> _Your task_
Transcribe the records that follow. Keep every word exactly, and drop the pictures.

> _Dataset records_

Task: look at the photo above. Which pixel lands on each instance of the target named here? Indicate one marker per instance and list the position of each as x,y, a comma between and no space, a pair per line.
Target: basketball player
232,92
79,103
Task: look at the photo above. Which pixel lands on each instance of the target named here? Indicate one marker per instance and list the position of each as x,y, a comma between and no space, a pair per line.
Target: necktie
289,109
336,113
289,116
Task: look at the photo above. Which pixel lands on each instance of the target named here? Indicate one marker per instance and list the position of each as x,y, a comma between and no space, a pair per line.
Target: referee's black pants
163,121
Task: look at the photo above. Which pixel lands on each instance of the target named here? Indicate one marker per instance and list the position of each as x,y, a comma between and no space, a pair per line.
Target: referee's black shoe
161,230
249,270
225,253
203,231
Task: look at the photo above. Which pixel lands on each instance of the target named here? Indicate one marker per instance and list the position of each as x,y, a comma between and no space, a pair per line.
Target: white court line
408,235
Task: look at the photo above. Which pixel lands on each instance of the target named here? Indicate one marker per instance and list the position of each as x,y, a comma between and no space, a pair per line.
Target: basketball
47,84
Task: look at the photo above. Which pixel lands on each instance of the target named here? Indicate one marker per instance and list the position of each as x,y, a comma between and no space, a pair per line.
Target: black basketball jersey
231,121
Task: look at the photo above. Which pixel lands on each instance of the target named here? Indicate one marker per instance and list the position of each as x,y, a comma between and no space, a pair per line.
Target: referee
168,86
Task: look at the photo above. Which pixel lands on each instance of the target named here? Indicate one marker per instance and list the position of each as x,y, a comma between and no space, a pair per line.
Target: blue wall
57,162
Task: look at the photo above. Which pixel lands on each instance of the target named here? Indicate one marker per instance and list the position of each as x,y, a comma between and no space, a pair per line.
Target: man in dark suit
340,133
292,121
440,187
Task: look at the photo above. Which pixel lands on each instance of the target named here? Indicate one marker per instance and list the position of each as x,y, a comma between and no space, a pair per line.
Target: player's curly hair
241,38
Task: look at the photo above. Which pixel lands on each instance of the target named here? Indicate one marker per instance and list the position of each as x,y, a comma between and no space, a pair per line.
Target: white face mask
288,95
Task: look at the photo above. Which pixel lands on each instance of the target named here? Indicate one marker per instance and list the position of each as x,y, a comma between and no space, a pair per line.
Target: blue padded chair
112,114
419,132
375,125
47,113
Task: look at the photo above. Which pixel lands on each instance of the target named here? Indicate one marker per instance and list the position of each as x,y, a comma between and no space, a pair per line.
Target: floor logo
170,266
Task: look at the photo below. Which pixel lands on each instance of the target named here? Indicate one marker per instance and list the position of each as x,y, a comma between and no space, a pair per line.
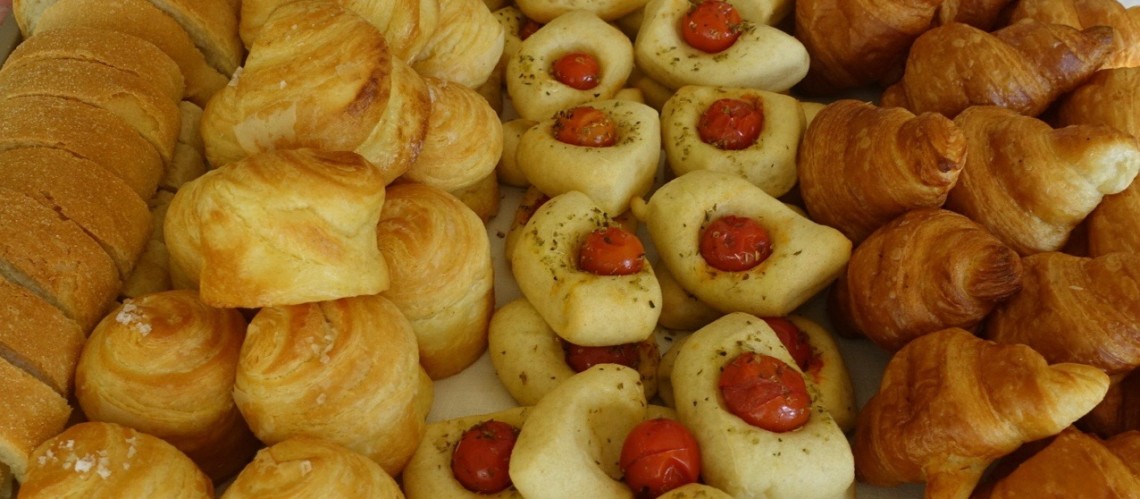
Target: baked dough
610,176
805,259
770,163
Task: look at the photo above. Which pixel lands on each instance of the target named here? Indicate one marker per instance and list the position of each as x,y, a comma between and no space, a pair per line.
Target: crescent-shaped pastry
164,365
345,370
813,460
1032,185
806,256
311,467
1075,309
537,93
768,162
763,57
319,76
583,308
862,165
439,256
279,228
105,459
950,403
610,176
925,271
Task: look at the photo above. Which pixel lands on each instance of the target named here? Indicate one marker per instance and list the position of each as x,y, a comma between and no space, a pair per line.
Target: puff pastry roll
304,466
925,271
1024,66
763,57
694,136
344,370
1075,309
164,365
950,403
536,90
105,459
1032,185
441,273
319,76
863,165
805,256
279,228
610,174
813,460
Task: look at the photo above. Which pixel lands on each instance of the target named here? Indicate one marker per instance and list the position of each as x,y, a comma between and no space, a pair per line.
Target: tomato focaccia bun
530,359
319,76
279,228
164,363
615,299
754,133
766,259
573,59
108,460
800,458
311,467
439,256
345,370
750,54
609,149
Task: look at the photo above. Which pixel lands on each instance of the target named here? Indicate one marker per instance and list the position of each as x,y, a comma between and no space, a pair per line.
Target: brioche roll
345,370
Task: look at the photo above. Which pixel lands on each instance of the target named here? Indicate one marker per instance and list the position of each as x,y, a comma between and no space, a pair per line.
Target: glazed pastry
950,403
1075,309
611,176
530,359
311,467
583,307
164,365
1024,67
345,370
664,55
376,106
925,271
862,165
108,460
537,93
805,256
768,160
441,273
1014,169
278,228
813,460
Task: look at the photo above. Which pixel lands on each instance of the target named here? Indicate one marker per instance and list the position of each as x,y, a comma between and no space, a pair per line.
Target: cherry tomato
611,251
794,340
586,127
658,456
481,458
765,392
731,124
578,71
734,244
711,26
580,358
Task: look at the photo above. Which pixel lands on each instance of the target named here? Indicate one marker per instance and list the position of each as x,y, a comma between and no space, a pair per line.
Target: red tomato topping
658,456
765,392
734,244
731,124
482,457
578,71
711,26
586,127
611,251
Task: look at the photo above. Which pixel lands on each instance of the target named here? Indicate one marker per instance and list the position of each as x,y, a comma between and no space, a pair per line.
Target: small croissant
862,165
950,403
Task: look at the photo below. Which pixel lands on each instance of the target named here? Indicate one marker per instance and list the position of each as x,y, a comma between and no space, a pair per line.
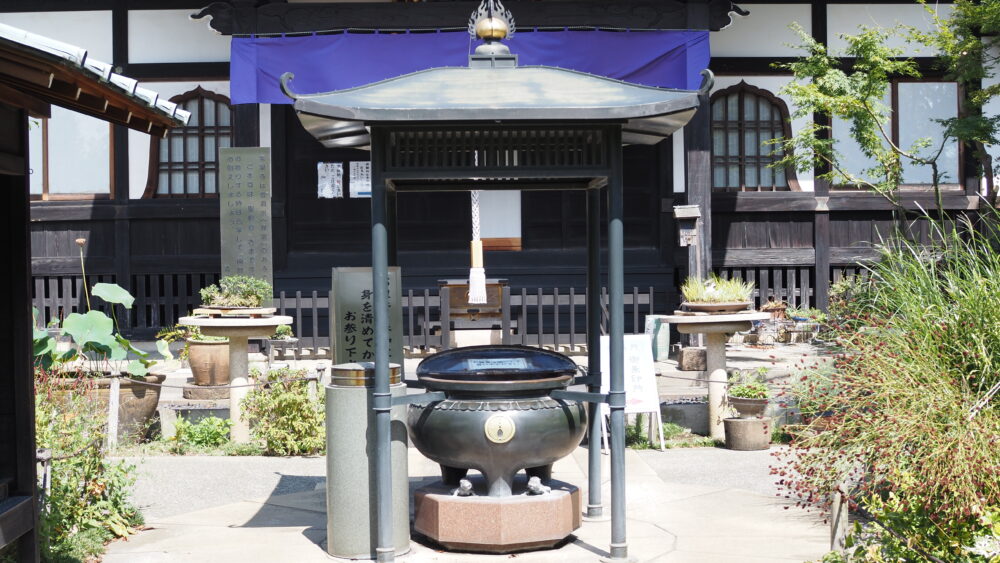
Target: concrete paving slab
677,521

> _Task answer_
Task: look at the photo above. Which pixel lands on each instance of the target named here? Indicate one marker per instance and list the position of each as x,y, a comma between and no space, a pair per line.
Target: basketball player
232,92
79,103
Task: look at the photo above. Which pixel lands on each instance of the target named here? Indicate one marker per instance and list the position of each as x,y, a comma between and no space, a pair per line.
Target: necktie
289,109
336,113
289,116
Task: look at the photo above. Which pixel lands on each instance of the target named here? Indicate one marker per instance and list the position of each as x,y, a comma between and no space, a pair per line.
Target: referee's black pants
163,121
Task: look at the photo above. Which pixel lands on each instance of the target named here? Indicate one marker per instance and list the position of each as x,y, a comma between and no space, a pair per line.
Target: referee's black shoe
161,230
249,270
225,253
203,231
Task: look at the photo above. Which pixel lands on each instance of the target named here? Indicate one marker per instance and list the position of each as x,y, a comma between and no space, a pair per line.
Target: white court line
408,235
Task: look at the photo above. Which pixel lands on each instance of the target named here? Indicate one marker per instance and list the position of each as x,y, a comma between and no space, a pair per line.
Target: basketball
47,84
Task: look at the photo above. Which pixel lands on each instance of the target named here? Indicate one marker per instance and list the position of each as x,y, a comma between and no space, a pair per line.
Target: black basketball jersey
231,121
Task: look at the photo above. Which pixel lands on each instance of the target named here? Indicate one marker per instance and list the position of each as x,y, a comma between and no space, a pair per line.
Target: referee
168,86
Task: look at the photo above. Which pixel lands on each instance of the target named here? Indicate one marker per instance and list the position of each as x,y, a comma between and no space, a pair per line.
Target: blue wall
57,162
Task: look at the photo above. Which pixel lands on each instance of the target named here? Indicate one marker per instance and list the position of each as x,y, a comma between and no space, a pair per line.
Target: man in dark suit
340,133
292,121
440,187
Task: look at the photo above. Which pixel lands on each instance of the target named here? Indicate one marker per instance and list the position of each as x,y, a comma between and no space, a pair per line.
Target: player's curly hair
241,38
Task: look at the photo above. Which pixel lands on each instance of the target named here? Indicate one marker per instance and list the position of each as x,y, a comma between and no space, a pair per line.
Target: white face mask
288,95
Task: look at the photo above. Which pixel lands on each instance of the target named here? Indicate one marker per instance and list the position of each as x,y, a comma between and no space, a pair per line.
Target: blue padded chair
112,114
419,132
375,125
47,113
Task: look at the photo above. Which pixel lands on each instance of the target named here? Indicate one marker per instance and list the position of each as x,y, a comma between and no space, a pair per line.
Target: floor logo
170,266
Task: look at the photo below. Which pixel lands on each instance of the target named here? Indicate one marker per instance and list the position of each as x,y, a comma between and no space, a pair per line.
Target: baked dough
610,176
805,259
770,163
Task: look at the photo above. Which pixel lands on each instance of the target named here? Indicate one marker per instance and list the position of each as x,y, a comma between and no space, a pair per line.
Target: crescent-shaped pastry
164,365
345,370
813,460
1032,185
806,256
311,467
1075,309
537,93
768,162
763,57
319,76
583,308
862,165
439,256
279,228
105,459
950,403
610,176
925,271
Task: look at the photo above. Which pixel lands on each instance of the target named here? Indicate one marker per instance and list the position of each as x,y, a comma between and no space, a pair per line.
Target: puff pastry roll
304,466
925,271
1024,66
763,57
694,136
344,370
1075,309
164,365
950,403
536,90
105,459
1032,185
441,273
319,76
863,165
805,256
279,228
610,174
813,460
Task: look at the photo above. Which pixel lands on each instance of the target named here? Indicate one marker per instance and list the position of each as x,y, a comma between and no space, a pair per line.
Target: tomato focaccia bun
530,359
319,76
279,228
164,363
615,299
754,133
766,259
573,59
108,460
800,458
311,467
439,256
345,370
750,54
609,149
Task: look at the photo above. Which pixel lands on each instance of the target named here? Indicate one marker per instance and list the position of each as x,y, a comma between and no space, a pair per line.
Target: brioche roll
345,370
Task: look at the photo above. Which pixel lands on each instance of the target named here? Indicate one marker per instance and list the position of each as x,y, a comma between and no space, a pair per line.
Target: glazed pastry
950,403
1075,309
611,176
530,359
311,467
583,307
164,365
1024,67
345,370
664,55
376,106
925,271
862,165
108,460
537,93
805,256
768,160
441,273
1014,169
278,228
813,460
Task: look at the photo above. Which pixel lands on each instance of the target named here? Indicate one marker per instance and list the position of each as x,y, a comma between and no space, a pair per line.
Target: cherry tomato
611,251
794,340
586,127
658,456
481,458
765,392
731,124
578,71
734,244
711,26
580,358
Task: look at the photo above. Which pixel lands on each instance of the target named here? Indicate one marker per instance and list the position of each as x,y, a comma between and no space, a pair per line.
Target: red tomato topping
658,456
765,392
734,244
731,124
482,457
578,71
711,26
586,127
611,251
Task: look at the photo above. Which pixel lands on each instance of the target named here? Indicate one marker per instance and list the position of each as x,y, a comma between and no space, a pair per line.
Target: small croissant
862,165
950,403
Task: look at the photo below. Which pixel lands on each instance of the target named here? Indicate one marker per instance and list the position of each as x,y, a comma between and no space, a pair per line.
Target: concrete paving slab
677,521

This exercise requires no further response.